++++ RECORD LIST ++++

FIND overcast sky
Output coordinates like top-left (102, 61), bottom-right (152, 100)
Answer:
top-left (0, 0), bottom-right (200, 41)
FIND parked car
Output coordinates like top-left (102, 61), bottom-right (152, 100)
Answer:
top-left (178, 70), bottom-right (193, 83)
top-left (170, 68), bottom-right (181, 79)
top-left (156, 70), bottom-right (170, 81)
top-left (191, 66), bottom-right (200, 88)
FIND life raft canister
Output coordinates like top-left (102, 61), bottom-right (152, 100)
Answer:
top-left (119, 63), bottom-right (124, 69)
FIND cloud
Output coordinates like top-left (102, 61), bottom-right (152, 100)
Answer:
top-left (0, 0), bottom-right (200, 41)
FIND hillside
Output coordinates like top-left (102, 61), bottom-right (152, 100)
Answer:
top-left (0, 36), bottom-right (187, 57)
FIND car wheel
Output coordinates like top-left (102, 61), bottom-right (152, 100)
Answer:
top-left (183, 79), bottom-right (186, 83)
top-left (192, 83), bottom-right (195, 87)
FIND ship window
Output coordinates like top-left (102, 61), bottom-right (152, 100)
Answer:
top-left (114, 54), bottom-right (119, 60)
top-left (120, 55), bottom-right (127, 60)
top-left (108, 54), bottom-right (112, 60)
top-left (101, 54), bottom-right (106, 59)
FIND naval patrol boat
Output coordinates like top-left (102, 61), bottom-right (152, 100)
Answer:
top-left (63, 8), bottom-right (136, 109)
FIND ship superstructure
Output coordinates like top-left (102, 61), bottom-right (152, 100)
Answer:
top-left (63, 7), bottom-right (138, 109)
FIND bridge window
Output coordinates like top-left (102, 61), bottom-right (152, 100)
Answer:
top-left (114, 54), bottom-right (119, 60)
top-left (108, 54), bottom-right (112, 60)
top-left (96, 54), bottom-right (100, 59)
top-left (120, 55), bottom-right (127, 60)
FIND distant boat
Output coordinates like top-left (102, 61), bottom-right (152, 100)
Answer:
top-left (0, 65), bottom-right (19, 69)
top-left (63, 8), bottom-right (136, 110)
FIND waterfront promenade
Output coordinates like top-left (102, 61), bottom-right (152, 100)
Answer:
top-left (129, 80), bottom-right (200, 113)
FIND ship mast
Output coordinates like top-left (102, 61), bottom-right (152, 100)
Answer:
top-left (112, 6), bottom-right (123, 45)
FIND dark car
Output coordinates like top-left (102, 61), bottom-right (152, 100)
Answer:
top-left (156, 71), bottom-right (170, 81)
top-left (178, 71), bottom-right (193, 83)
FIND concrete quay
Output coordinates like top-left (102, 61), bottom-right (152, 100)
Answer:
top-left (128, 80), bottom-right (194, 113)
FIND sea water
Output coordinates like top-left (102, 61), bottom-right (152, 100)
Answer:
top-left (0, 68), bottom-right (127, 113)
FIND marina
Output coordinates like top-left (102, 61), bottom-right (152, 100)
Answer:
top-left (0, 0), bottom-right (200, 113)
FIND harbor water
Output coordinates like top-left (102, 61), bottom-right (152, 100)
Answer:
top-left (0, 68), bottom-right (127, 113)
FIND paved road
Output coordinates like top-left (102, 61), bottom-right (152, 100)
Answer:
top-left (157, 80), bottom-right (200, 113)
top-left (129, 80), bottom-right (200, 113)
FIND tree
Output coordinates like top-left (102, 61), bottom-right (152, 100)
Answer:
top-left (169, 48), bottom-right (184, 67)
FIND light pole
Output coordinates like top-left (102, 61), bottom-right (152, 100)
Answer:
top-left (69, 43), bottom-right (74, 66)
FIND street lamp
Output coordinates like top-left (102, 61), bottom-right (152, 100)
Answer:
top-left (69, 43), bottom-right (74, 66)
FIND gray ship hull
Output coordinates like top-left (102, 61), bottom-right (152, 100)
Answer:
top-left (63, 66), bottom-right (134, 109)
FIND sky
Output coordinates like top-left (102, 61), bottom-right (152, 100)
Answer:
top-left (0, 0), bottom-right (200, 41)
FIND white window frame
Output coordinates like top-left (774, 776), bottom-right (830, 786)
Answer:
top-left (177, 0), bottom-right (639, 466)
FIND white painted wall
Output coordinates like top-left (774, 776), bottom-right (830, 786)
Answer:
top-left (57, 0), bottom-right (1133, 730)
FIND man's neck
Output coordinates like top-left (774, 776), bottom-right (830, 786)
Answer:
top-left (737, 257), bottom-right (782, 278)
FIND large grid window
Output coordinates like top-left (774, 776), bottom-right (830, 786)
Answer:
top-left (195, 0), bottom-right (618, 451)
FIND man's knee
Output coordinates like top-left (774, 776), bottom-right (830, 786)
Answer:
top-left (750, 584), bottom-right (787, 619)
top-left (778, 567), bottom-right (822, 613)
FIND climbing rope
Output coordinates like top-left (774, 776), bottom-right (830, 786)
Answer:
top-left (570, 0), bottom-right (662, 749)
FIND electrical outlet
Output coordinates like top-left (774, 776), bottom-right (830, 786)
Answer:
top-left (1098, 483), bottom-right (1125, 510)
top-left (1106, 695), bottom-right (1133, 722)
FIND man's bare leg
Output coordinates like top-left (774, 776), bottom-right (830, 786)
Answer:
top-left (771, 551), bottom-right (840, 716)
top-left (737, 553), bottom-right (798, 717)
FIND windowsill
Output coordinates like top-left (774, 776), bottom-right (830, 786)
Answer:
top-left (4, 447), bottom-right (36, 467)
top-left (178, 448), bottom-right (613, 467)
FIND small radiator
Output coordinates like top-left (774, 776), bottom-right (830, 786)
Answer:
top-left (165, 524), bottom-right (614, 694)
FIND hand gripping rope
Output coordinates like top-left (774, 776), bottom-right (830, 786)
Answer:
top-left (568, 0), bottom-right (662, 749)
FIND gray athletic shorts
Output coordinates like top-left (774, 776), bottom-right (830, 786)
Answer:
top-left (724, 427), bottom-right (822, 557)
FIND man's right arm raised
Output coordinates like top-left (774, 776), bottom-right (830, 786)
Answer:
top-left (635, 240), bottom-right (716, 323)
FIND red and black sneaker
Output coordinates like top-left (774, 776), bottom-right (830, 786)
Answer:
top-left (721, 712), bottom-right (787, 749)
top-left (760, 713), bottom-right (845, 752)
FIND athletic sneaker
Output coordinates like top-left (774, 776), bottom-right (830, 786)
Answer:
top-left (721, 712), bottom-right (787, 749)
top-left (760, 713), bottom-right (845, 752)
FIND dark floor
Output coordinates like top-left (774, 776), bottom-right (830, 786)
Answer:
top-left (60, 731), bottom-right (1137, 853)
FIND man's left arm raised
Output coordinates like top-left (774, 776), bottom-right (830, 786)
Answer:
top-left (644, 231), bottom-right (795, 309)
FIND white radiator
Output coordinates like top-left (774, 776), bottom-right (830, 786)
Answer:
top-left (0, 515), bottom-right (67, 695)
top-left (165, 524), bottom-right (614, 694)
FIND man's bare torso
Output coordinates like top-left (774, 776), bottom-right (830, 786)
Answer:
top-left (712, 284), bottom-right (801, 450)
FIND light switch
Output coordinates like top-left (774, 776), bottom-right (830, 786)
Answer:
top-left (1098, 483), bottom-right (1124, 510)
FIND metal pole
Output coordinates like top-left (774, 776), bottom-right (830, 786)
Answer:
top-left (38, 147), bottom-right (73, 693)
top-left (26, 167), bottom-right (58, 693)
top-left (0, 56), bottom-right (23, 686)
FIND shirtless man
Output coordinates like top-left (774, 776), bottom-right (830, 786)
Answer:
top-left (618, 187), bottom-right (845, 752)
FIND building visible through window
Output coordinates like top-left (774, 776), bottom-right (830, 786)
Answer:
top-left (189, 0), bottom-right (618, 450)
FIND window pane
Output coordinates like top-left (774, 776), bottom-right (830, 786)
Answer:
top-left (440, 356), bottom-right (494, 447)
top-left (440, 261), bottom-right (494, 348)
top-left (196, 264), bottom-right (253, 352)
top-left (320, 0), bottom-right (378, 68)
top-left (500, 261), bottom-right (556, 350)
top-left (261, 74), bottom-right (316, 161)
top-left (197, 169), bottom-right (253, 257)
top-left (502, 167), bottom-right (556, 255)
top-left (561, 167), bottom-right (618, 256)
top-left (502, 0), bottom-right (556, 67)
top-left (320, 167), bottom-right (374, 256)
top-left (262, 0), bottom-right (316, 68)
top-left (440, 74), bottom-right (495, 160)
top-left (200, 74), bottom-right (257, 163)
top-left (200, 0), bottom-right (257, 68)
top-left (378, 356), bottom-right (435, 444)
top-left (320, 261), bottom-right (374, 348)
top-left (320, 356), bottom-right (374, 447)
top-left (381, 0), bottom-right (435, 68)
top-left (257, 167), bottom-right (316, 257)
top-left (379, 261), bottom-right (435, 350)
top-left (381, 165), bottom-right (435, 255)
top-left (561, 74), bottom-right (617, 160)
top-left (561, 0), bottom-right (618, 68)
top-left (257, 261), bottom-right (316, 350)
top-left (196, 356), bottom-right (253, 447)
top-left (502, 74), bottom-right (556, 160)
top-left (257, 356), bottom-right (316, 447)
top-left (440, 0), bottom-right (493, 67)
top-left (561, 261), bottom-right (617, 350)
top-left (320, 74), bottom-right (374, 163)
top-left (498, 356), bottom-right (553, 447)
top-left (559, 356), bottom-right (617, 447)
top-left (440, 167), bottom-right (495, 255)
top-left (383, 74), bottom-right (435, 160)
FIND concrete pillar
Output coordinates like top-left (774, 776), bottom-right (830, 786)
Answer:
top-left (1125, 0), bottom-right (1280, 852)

++++

DIRECTIVE:
Give the stretch of the material from its first line through the line that contains "top-left (0, 36), bottom-right (187, 57)" as a Markdown table with the columns Row and Line. Number each row and leave out any blank lines.

SOLUTION FOR THIS PROBLEM:
| Row | Line |
|---|---|
| 1 | FIND overcast sky |
| 2 | Output coordinates like top-left (102, 61), bottom-right (152, 100) |
| 3 | Answer: |
| 4 | top-left (0, 0), bottom-right (200, 41) |
| 5 | FIND parked car |
| 6 | Output coordinates like top-left (102, 61), bottom-right (152, 100) |
| 7 | Answer: |
| 8 | top-left (178, 70), bottom-right (193, 83) |
| 9 | top-left (170, 68), bottom-right (181, 79) |
| 10 | top-left (156, 70), bottom-right (170, 81) |
| 11 | top-left (191, 66), bottom-right (200, 88) |
| 12 | FIND life raft canister |
| 13 | Output coordinates like top-left (102, 61), bottom-right (152, 100) |
| 14 | Answer: |
| 15 | top-left (119, 63), bottom-right (124, 69) |
| 16 | FIND cloud |
| 17 | Output coordinates like top-left (102, 61), bottom-right (152, 100) |
| 18 | Answer: |
| 19 | top-left (0, 0), bottom-right (200, 41) |
| 20 | FIND hillside |
| 21 | Output coordinates like top-left (102, 61), bottom-right (152, 100) |
| 22 | Answer: |
| 23 | top-left (0, 36), bottom-right (187, 57) |